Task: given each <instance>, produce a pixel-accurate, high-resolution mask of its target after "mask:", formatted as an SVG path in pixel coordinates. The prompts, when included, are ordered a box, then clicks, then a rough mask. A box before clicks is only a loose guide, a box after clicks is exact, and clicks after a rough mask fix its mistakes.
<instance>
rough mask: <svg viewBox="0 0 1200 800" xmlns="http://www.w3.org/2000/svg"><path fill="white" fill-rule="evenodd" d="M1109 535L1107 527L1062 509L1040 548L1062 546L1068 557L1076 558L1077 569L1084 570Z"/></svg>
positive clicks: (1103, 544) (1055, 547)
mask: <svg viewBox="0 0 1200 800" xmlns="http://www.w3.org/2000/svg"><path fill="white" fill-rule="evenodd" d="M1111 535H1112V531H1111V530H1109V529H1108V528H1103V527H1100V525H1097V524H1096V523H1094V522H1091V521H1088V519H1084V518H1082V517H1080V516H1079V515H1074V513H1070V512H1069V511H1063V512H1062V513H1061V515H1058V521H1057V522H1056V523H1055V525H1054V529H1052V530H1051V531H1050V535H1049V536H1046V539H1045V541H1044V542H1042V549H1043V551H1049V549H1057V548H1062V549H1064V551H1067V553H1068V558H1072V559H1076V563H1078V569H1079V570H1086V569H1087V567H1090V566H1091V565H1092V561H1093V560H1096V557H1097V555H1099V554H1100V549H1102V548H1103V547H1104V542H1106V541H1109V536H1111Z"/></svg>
....................
> [Task requirements]
Search the lines above for the string "rough" and copy each line that has it.

> [Result]
Task: given each <instance>, produce a pixel-accurate, high-resolution mask of its target after "mask:", formatted as an SVG path in pixel coordinates. The prompts, when included, are ordered a box, then clicks, then a rough mask. A box before clicks is only a loose guide, a box after clicks is exact, and clicks after a rough mask fix its mistakes.
rough mask: <svg viewBox="0 0 1200 800" xmlns="http://www.w3.org/2000/svg"><path fill="white" fill-rule="evenodd" d="M1109 535L1107 527L1062 509L1040 548L1062 546L1068 557L1076 558L1077 569L1084 570Z"/></svg>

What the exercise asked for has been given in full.